*WORK TO BE COMPLETED*: Reproduce the whole listing exactly.

*ENTRIES SUPPLIED*:
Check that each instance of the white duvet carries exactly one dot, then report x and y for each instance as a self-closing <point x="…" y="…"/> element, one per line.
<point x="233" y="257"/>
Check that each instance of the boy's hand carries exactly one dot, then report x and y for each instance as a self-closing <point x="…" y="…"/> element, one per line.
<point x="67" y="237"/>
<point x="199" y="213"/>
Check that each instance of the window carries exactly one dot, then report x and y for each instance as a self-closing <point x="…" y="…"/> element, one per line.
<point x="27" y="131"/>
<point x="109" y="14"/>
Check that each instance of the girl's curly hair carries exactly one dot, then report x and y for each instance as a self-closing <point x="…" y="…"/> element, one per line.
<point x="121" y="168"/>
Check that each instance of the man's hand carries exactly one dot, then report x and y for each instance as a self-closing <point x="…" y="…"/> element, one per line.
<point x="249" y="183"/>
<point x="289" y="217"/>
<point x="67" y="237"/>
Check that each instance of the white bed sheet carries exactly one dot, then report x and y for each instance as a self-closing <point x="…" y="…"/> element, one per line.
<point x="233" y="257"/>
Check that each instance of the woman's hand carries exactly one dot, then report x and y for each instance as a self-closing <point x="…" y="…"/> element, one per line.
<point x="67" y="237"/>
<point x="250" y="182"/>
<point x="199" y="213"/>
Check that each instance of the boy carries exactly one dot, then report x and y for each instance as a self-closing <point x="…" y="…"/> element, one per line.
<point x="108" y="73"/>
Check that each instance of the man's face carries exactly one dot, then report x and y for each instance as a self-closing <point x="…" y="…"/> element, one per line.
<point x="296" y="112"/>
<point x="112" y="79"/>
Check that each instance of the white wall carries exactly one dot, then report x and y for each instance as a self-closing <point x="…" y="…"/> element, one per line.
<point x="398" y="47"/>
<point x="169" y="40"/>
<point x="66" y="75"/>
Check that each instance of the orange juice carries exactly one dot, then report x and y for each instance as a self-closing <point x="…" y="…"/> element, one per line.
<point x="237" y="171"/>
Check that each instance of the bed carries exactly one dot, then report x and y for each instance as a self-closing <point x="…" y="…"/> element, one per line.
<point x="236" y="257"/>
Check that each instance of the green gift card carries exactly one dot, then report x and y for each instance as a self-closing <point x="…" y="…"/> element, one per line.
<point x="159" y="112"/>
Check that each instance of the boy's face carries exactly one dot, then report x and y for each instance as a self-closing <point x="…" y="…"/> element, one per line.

*WRITTEN SOLUTION*:
Check that each instance of the white duvet carries exactly one dot, then report x and y for each instance as a self-closing <point x="…" y="…"/> element, one per line.
<point x="233" y="257"/>
Check that each instance of the boy's hand carries exactly one dot, then report x and y for each instance as a self-closing <point x="…" y="…"/> element, one per line.
<point x="67" y="237"/>
<point x="199" y="213"/>
Check that each instance of the window carries exactly one dot, then report x and y for each instance as a self-closing <point x="…" y="…"/> element, one per line.
<point x="27" y="131"/>
<point x="109" y="14"/>
Check that each instance of the girl's curly hair carries exactly one dot, then report x and y for each instance as a self-closing <point x="…" y="…"/> element, one per line.
<point x="121" y="168"/>
Check that each instance of the man's hand carries exactly one dot, then report x and y for each instance as a self-closing <point x="…" y="…"/> element, one per line.
<point x="249" y="183"/>
<point x="289" y="217"/>
<point x="67" y="237"/>
Check that each instance of the white bed sheet carries exactly one dot, then report x and y for each instance as a self-closing <point x="…" y="…"/> element, one per line.
<point x="233" y="257"/>
Check that each instance of the woman's hand carries exactly one dot, then report x and y for each instance as a self-closing <point x="…" y="…"/> element, one per line.
<point x="67" y="237"/>
<point x="250" y="182"/>
<point x="199" y="213"/>
Check that each instance of the boy carries exactly one dot, then report x and y for each instance as a self-closing <point x="…" y="…"/> element, one per line.
<point x="108" y="73"/>
Check that each instance of the man's face carries exactly one dot, then report x and y for each instance as a self-closing <point x="…" y="…"/> element, one per line.
<point x="296" y="112"/>
<point x="112" y="79"/>
Check that each instance of the white wall carries exactly one dot, then report x and y for each instance as a self-closing <point x="…" y="…"/> element, one per line.
<point x="398" y="47"/>
<point x="169" y="40"/>
<point x="66" y="75"/>
Check that each instance of the orange juice carries exactly one dot, then report x and y for each instance as a self-closing <point x="…" y="…"/> element, one per line.
<point x="237" y="171"/>
Check that each instance of the bed carries exactly one dot, then report x and y for each instance as a self-closing <point x="…" y="…"/> element, one per line.
<point x="236" y="257"/>
Check that each instance of the green gift card carries exactly one dot, then report x and y for each instance as a self-closing <point x="…" y="…"/> element, one per line.
<point x="159" y="112"/>
Check that each instance of the boy's face carries exactly one dot, then report x and y for each instance as a self-closing <point x="…" y="…"/> element, one per line.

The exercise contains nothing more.